Set down each line of the material that follows, exactly, with no pictures.
Records START
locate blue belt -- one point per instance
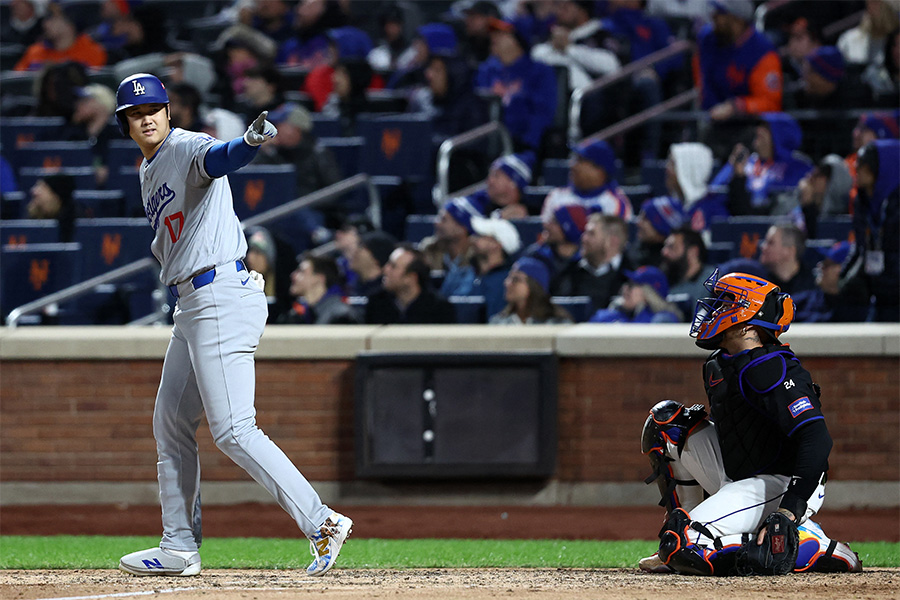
(205, 278)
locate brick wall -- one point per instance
(91, 420)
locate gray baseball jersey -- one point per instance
(191, 213)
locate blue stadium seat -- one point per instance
(578, 306)
(54, 155)
(258, 188)
(36, 270)
(19, 131)
(28, 231)
(84, 176)
(100, 204)
(347, 152)
(469, 309)
(123, 153)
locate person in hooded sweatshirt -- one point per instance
(876, 221)
(755, 180)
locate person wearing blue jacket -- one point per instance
(527, 88)
(754, 180)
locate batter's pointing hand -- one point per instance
(260, 130)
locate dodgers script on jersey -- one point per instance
(191, 213)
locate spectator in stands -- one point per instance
(684, 262)
(384, 57)
(865, 43)
(837, 300)
(656, 220)
(495, 242)
(62, 41)
(274, 18)
(884, 79)
(406, 296)
(316, 284)
(23, 26)
(368, 260)
(261, 90)
(527, 89)
(476, 44)
(262, 257)
(308, 48)
(593, 184)
(578, 42)
(527, 293)
(506, 181)
(296, 144)
(346, 45)
(876, 220)
(560, 242)
(687, 172)
(755, 181)
(642, 300)
(781, 252)
(738, 68)
(451, 248)
(600, 272)
(51, 198)
(644, 35)
(824, 191)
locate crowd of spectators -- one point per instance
Records END
Result for this exercise:
locate blue belt -- one point per instance
(205, 278)
locate brick wall -- one point per instance
(91, 420)
locate gray baseball jersey -- one point per instance
(191, 213)
locate blue stadium seat -- one point per instance
(578, 306)
(54, 155)
(258, 188)
(36, 270)
(19, 131)
(28, 231)
(84, 176)
(100, 204)
(347, 152)
(469, 309)
(123, 153)
locate person in hooded sweatshirt -- one point per instance
(876, 221)
(755, 180)
locate person wearing blue jacket -- one point per instance
(527, 88)
(754, 180)
locate batter's pointing hand -- one point per instance
(260, 130)
locate dodgers script on jersey -- one point per instance
(191, 213)
locate spectator in stands -- one point per instance
(684, 262)
(384, 57)
(865, 43)
(837, 300)
(656, 220)
(495, 242)
(62, 41)
(274, 18)
(884, 79)
(406, 296)
(316, 284)
(23, 26)
(368, 260)
(261, 90)
(527, 89)
(476, 44)
(262, 257)
(308, 48)
(593, 184)
(578, 42)
(527, 293)
(506, 181)
(296, 144)
(346, 45)
(876, 220)
(560, 242)
(687, 172)
(755, 181)
(642, 300)
(781, 252)
(738, 68)
(451, 248)
(600, 272)
(51, 198)
(644, 35)
(824, 191)
locate crowd of spectators -- one point per instance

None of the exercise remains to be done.